_What to do_.
Update the records below by changing each "spreadsheet export" to "CSV file" and leaving everything else as it is.
━━ Source material ━━
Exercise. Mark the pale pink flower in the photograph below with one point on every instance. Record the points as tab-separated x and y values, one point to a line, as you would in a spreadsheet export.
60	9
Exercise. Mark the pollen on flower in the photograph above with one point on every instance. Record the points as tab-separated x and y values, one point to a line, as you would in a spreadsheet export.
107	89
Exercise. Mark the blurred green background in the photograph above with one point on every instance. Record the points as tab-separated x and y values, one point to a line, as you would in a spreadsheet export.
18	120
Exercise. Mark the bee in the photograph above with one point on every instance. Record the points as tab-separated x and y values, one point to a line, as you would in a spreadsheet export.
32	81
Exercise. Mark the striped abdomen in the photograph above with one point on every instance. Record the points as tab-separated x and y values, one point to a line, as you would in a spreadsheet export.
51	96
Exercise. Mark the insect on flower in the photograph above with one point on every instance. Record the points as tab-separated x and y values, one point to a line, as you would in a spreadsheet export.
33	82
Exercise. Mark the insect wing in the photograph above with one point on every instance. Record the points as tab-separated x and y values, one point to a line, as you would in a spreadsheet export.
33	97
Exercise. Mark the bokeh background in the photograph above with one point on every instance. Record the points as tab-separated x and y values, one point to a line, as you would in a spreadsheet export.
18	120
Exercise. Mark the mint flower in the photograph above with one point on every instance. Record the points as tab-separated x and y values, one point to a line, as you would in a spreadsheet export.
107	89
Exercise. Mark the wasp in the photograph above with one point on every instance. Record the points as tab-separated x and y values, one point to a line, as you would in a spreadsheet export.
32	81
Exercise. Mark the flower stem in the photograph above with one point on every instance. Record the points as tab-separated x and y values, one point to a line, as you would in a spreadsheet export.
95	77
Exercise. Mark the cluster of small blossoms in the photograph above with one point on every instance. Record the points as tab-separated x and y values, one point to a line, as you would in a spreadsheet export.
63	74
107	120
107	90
━━━
_Solution_.
Exercise. Mark the pale pink flower in the photograph below with one point on every instance. Record the points as tab-separated x and y values, one point to a line, as you would in a CSV file.
60	9
Exercise. Mark the pollen on flower in the photograph above with one point on every instance. Record the points as tab-separated x and y values, one point to a line, as you would in a CSV file.
107	89
Exercise. Mark the blurred green background in the photograph above with one point on every instance. Record the points as tab-separated x and y values, one point to a line, as you would in a CSV file.
18	120
Exercise. Mark the bee in the photograph above with one point on every instance. Record the points as tab-separated x and y values, one point to a line, as you would in a CSV file.
32	81
Exercise. Mark the striped abdomen in the photograph above with one point on every instance. Record the points as tab-separated x and y values, one point to a line, as you would in a CSV file.
51	96
Exercise. Mark the insect on flower in the photograph above with one point on every instance. Record the points as tab-separated x and y values, one point to a line, as you would in a CSV file.
33	82
Exercise. Mark the insect wing in the photograph above with one point on every instance. Record the points as tab-separated x and y values, one point to a line, as you would in a CSV file.
33	97
Exercise. Mark the bokeh background in the photograph above with one point on every instance. Record the points as tab-separated x and y values, one point to a line, as you would in a CSV file.
18	120
Exercise. Mark the mint flower in the photograph above with one point on every instance. Record the points as tab-separated x and y values, one point to a line, as you would in a CSV file.
107	89
Exercise. Mark the wasp in the photograph above with one point on every instance. Record the points as tab-separated x and y values, one point to a line, as you would in a CSV file.
32	81
Exercise. Mark the flower stem in the photograph above with one point on every instance. Record the points as tab-separated x and y values, one point to a line, as you would in a CSV file.
95	77
Exercise. Mark the cluster of small blossoms in the photograph above with one point on every instance. Record the points as tab-separated x and y values, one point to a line, as you would in a CSV file.
63	74
107	120
107	90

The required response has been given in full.